*** Data extracts ***
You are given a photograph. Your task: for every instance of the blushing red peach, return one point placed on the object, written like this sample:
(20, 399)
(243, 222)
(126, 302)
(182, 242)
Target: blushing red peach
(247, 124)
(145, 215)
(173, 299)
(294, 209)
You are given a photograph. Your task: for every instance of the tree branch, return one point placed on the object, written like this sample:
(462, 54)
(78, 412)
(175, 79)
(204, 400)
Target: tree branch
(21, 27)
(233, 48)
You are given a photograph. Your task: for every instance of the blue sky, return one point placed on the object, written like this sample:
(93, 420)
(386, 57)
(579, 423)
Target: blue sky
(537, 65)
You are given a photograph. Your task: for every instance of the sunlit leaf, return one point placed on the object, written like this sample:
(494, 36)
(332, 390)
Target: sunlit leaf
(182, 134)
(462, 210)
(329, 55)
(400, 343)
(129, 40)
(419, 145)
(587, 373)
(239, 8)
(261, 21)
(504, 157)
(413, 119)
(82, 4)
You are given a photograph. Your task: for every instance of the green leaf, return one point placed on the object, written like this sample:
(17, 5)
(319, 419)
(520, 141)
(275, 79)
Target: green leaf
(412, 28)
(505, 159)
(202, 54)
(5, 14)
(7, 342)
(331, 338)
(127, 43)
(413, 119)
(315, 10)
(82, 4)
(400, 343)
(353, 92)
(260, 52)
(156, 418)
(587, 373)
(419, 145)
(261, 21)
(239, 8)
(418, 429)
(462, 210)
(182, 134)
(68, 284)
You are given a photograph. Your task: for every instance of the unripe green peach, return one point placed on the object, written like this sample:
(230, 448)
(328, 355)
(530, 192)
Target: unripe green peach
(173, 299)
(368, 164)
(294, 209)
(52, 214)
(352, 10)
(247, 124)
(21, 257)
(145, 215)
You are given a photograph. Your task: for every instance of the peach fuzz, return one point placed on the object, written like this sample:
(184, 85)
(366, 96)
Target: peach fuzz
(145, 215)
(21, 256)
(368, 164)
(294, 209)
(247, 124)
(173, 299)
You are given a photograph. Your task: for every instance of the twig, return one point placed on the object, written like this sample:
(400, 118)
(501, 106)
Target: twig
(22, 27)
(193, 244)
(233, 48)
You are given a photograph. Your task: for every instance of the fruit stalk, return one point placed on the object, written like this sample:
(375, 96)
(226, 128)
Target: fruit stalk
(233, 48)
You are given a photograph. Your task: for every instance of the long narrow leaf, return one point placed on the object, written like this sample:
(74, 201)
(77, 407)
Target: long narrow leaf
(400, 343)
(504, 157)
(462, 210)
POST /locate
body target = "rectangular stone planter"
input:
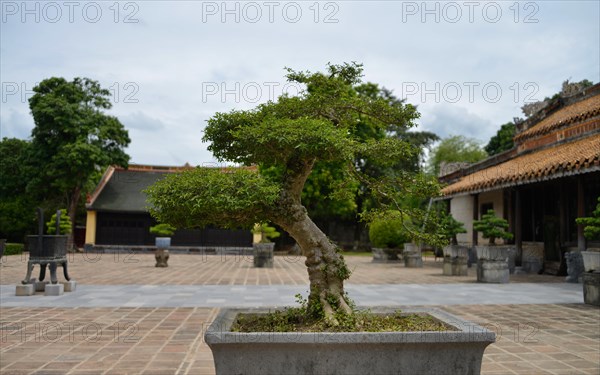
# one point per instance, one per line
(385, 255)
(591, 260)
(264, 353)
(263, 254)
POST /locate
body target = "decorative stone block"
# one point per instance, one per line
(574, 266)
(492, 271)
(40, 286)
(54, 290)
(69, 286)
(25, 290)
(591, 260)
(591, 288)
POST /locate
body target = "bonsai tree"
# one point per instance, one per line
(64, 224)
(292, 134)
(492, 227)
(591, 231)
(267, 233)
(389, 233)
(452, 227)
(163, 230)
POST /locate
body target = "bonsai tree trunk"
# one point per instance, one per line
(326, 268)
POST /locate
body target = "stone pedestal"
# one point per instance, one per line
(25, 290)
(574, 266)
(456, 266)
(263, 254)
(69, 286)
(54, 290)
(492, 271)
(40, 286)
(591, 288)
(162, 257)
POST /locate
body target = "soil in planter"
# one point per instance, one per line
(297, 319)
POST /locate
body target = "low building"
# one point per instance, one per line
(549, 178)
(117, 213)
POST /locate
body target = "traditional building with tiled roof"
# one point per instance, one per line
(550, 177)
(117, 214)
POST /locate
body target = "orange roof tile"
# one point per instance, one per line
(567, 158)
(575, 112)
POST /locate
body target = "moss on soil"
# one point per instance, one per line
(294, 320)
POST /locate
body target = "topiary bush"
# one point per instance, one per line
(64, 226)
(163, 230)
(492, 227)
(267, 233)
(389, 232)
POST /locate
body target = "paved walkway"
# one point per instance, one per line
(283, 295)
(132, 318)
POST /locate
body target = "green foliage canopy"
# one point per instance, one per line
(492, 227)
(73, 137)
(456, 148)
(391, 232)
(502, 141)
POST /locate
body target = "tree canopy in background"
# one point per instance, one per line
(503, 140)
(457, 148)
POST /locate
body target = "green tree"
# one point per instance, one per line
(503, 140)
(457, 148)
(73, 137)
(17, 208)
(492, 227)
(591, 230)
(293, 133)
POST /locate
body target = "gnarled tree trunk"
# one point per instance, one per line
(326, 268)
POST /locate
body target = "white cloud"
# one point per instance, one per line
(165, 62)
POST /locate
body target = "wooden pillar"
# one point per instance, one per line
(475, 216)
(518, 226)
(580, 212)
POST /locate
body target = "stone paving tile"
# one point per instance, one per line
(127, 340)
(198, 269)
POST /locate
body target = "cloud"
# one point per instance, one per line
(140, 121)
(447, 120)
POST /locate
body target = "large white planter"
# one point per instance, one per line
(265, 353)
(591, 260)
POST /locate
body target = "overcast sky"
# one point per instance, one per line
(468, 66)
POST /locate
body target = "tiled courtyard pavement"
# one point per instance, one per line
(532, 339)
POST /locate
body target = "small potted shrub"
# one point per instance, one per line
(455, 255)
(387, 236)
(591, 257)
(163, 234)
(263, 250)
(492, 259)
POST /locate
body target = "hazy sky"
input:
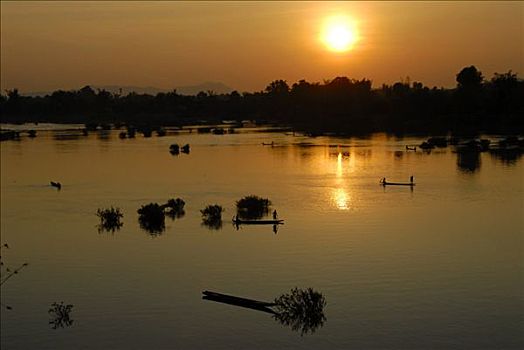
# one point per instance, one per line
(52, 45)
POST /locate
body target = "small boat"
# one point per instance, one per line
(258, 222)
(56, 184)
(397, 183)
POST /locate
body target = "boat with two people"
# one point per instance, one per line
(384, 182)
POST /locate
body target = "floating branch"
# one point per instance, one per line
(300, 309)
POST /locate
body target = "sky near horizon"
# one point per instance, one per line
(65, 45)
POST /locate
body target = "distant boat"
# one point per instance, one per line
(397, 183)
(258, 222)
(56, 184)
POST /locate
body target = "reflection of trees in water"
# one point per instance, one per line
(60, 315)
(468, 161)
(301, 309)
(506, 156)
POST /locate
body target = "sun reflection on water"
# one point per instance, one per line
(339, 195)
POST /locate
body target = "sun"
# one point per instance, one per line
(339, 34)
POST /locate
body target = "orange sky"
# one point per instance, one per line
(53, 45)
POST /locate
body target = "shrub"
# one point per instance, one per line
(152, 218)
(109, 219)
(174, 208)
(60, 314)
(212, 216)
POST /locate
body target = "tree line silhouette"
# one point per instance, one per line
(341, 105)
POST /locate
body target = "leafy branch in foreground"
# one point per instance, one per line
(6, 272)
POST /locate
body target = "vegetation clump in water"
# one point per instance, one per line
(174, 208)
(152, 218)
(253, 207)
(60, 314)
(212, 216)
(110, 219)
(301, 309)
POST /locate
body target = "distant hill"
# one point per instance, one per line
(216, 87)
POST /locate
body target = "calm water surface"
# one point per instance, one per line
(438, 267)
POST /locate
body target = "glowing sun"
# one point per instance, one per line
(339, 34)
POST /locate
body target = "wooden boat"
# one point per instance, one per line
(397, 183)
(56, 184)
(258, 222)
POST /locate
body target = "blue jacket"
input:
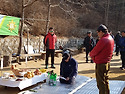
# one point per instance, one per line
(122, 44)
(69, 69)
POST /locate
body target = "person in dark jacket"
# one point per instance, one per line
(88, 44)
(68, 69)
(117, 37)
(49, 41)
(101, 55)
(122, 49)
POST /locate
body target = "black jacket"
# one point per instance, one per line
(89, 43)
(69, 69)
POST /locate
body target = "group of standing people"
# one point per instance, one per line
(100, 53)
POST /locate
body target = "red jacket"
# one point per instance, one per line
(102, 52)
(50, 41)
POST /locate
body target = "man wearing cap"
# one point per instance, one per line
(68, 69)
(101, 55)
(122, 49)
(88, 44)
(49, 41)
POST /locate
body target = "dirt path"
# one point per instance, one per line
(85, 69)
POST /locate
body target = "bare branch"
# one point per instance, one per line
(28, 4)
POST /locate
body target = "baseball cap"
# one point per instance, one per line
(102, 27)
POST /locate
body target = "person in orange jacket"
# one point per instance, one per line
(101, 55)
(49, 42)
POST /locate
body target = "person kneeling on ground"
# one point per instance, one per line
(68, 69)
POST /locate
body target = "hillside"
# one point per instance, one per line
(68, 17)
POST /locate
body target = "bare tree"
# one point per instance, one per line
(22, 22)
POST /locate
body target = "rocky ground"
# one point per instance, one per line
(85, 69)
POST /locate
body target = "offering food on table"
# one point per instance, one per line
(29, 74)
(43, 70)
(17, 71)
(19, 79)
(6, 75)
(37, 72)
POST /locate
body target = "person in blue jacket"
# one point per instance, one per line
(68, 69)
(122, 49)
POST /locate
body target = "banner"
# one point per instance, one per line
(9, 25)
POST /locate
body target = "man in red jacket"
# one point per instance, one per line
(49, 41)
(101, 55)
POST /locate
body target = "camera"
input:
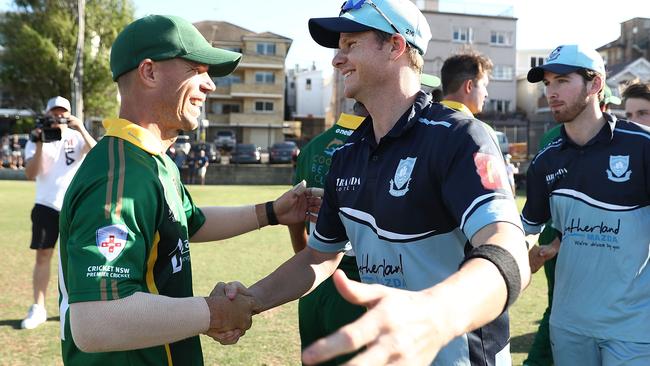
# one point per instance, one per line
(48, 133)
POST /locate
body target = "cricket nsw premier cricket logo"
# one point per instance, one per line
(399, 185)
(618, 165)
(111, 240)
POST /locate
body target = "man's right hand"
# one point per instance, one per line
(229, 318)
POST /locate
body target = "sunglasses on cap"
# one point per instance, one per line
(357, 4)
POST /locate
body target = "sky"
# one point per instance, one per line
(541, 24)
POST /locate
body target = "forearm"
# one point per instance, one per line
(138, 321)
(298, 236)
(33, 165)
(295, 278)
(227, 222)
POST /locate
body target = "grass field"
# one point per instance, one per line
(273, 340)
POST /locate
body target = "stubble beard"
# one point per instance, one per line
(574, 110)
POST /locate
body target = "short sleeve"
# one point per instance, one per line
(475, 184)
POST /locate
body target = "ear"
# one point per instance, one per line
(468, 85)
(597, 84)
(398, 46)
(147, 72)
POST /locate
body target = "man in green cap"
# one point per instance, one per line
(125, 276)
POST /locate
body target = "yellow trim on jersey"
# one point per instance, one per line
(134, 134)
(151, 282)
(349, 121)
(457, 106)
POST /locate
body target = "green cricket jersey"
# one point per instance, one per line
(125, 225)
(315, 158)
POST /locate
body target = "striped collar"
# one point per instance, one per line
(457, 106)
(134, 134)
(349, 121)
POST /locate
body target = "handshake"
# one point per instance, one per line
(232, 307)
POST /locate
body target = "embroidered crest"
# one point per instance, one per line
(399, 185)
(111, 240)
(618, 168)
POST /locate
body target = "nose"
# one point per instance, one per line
(207, 85)
(338, 59)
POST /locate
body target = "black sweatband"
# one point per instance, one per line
(270, 214)
(505, 263)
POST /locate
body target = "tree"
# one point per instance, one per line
(39, 39)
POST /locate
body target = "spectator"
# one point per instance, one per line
(52, 165)
(637, 103)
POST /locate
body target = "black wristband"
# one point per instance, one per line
(270, 214)
(505, 263)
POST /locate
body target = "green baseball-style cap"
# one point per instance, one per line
(163, 37)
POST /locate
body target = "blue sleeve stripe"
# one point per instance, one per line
(368, 220)
(532, 229)
(341, 246)
(633, 133)
(478, 201)
(557, 143)
(320, 237)
(591, 201)
(434, 123)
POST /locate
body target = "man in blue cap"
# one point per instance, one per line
(593, 182)
(420, 192)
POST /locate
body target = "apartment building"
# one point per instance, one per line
(250, 101)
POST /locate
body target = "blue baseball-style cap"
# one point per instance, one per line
(567, 59)
(390, 16)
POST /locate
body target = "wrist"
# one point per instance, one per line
(271, 218)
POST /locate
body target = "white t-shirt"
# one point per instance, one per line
(60, 161)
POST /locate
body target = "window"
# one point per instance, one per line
(502, 72)
(536, 61)
(264, 77)
(263, 106)
(224, 108)
(462, 34)
(227, 80)
(499, 105)
(266, 48)
(500, 38)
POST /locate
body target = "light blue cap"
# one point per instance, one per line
(404, 14)
(567, 59)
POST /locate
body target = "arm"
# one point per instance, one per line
(33, 165)
(295, 278)
(410, 327)
(145, 320)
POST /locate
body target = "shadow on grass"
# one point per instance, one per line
(15, 323)
(521, 343)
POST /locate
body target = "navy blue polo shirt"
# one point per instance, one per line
(597, 196)
(408, 204)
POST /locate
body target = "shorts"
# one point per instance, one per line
(575, 349)
(45, 227)
(324, 310)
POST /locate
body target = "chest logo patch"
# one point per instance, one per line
(399, 185)
(111, 240)
(618, 168)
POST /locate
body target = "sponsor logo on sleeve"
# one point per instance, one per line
(491, 169)
(111, 240)
(618, 168)
(399, 185)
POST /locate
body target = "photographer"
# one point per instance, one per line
(54, 153)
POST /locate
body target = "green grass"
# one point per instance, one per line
(273, 339)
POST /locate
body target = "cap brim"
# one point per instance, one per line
(536, 74)
(430, 80)
(221, 62)
(327, 31)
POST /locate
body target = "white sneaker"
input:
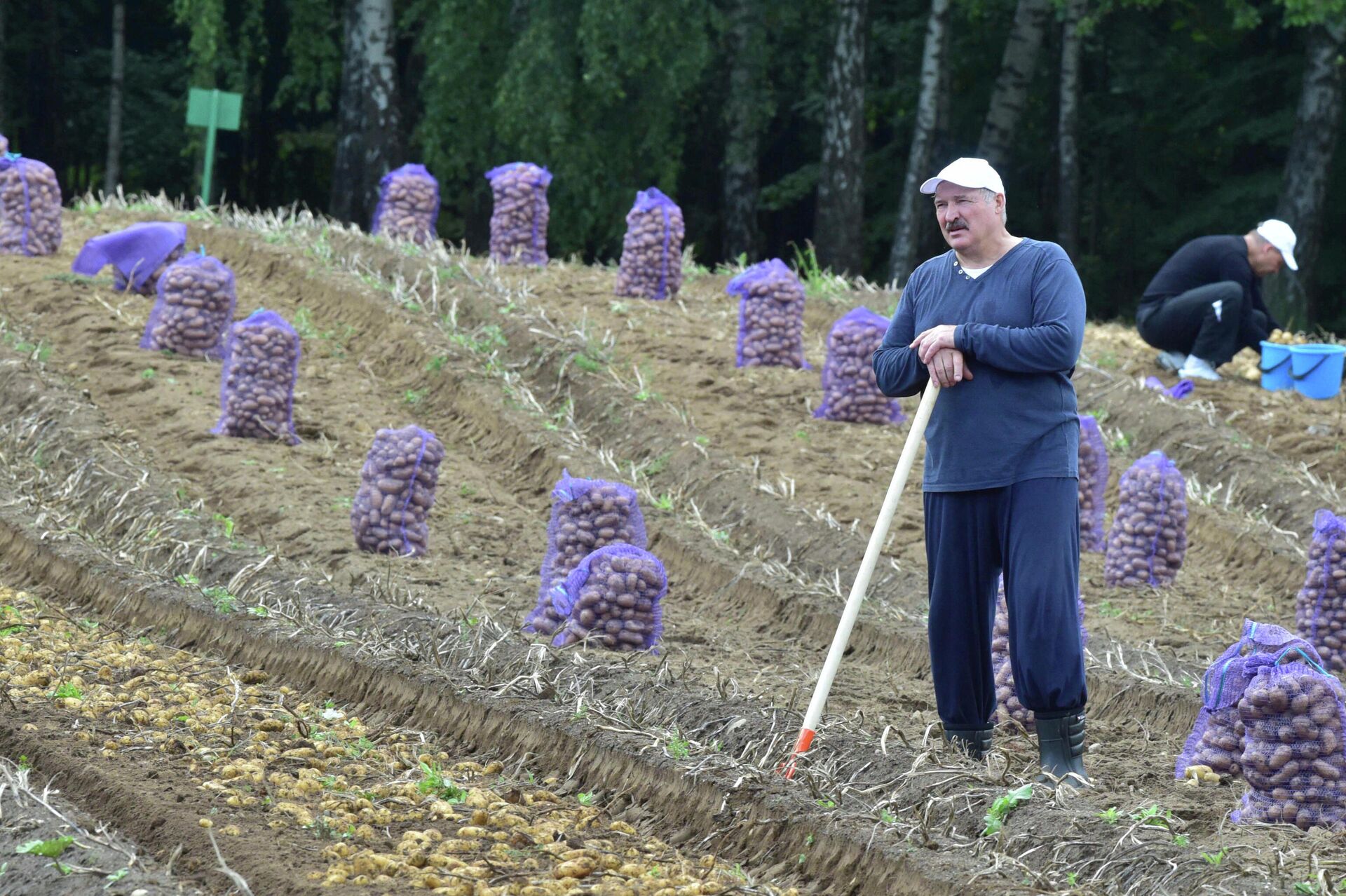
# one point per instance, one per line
(1173, 361)
(1198, 369)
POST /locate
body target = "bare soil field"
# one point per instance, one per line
(140, 538)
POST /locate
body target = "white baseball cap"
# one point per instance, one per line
(1279, 234)
(977, 174)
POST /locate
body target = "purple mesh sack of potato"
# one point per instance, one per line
(1094, 484)
(396, 491)
(194, 308)
(652, 250)
(614, 597)
(1293, 743)
(770, 316)
(408, 205)
(520, 215)
(1007, 698)
(587, 514)
(257, 385)
(1148, 537)
(1321, 604)
(139, 254)
(850, 389)
(1217, 739)
(30, 208)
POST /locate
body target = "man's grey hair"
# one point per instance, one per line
(990, 196)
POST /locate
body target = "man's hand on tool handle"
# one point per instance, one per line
(942, 360)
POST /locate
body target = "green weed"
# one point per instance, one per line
(1002, 808)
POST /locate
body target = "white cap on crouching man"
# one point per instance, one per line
(977, 174)
(1279, 234)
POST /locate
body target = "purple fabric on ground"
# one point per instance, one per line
(136, 252)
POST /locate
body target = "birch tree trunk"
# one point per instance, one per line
(905, 240)
(1017, 66)
(1312, 149)
(112, 170)
(838, 232)
(369, 127)
(1068, 124)
(743, 117)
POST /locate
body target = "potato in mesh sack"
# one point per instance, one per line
(1007, 698)
(1094, 484)
(1321, 604)
(30, 208)
(194, 308)
(257, 383)
(408, 205)
(139, 254)
(1293, 743)
(587, 514)
(1148, 537)
(613, 597)
(770, 316)
(652, 250)
(520, 213)
(850, 389)
(1217, 739)
(396, 491)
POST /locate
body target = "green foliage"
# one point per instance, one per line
(1002, 808)
(46, 848)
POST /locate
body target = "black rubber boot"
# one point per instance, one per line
(1061, 747)
(975, 742)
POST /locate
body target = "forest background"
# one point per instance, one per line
(1122, 127)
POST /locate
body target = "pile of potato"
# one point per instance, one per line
(652, 250)
(1007, 698)
(1217, 739)
(194, 308)
(257, 386)
(396, 491)
(1094, 484)
(30, 208)
(850, 391)
(408, 205)
(1148, 537)
(770, 316)
(1321, 604)
(613, 597)
(520, 215)
(587, 514)
(1293, 745)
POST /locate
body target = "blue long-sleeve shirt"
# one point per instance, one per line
(1021, 326)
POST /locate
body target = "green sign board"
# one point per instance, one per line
(213, 111)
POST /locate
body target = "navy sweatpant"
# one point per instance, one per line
(1028, 531)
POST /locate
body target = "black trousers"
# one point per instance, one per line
(1211, 322)
(1028, 531)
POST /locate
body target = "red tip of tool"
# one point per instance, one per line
(800, 748)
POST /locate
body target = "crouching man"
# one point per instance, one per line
(1205, 303)
(998, 322)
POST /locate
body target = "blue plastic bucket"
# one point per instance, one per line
(1317, 369)
(1275, 366)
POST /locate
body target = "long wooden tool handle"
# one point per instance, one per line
(862, 579)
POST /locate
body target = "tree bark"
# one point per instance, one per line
(743, 124)
(1312, 149)
(905, 240)
(1068, 124)
(369, 125)
(112, 171)
(1017, 66)
(838, 232)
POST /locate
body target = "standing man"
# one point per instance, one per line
(1205, 303)
(998, 322)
*** End of Data extracts ***
# What to do
The answer is each line in which the word "trunk" occurs, copied from the material above.

# Result below
body target = "bonsai tree trunk"
body target = "gnarled tree trunk"
body target = "birch tree trunk"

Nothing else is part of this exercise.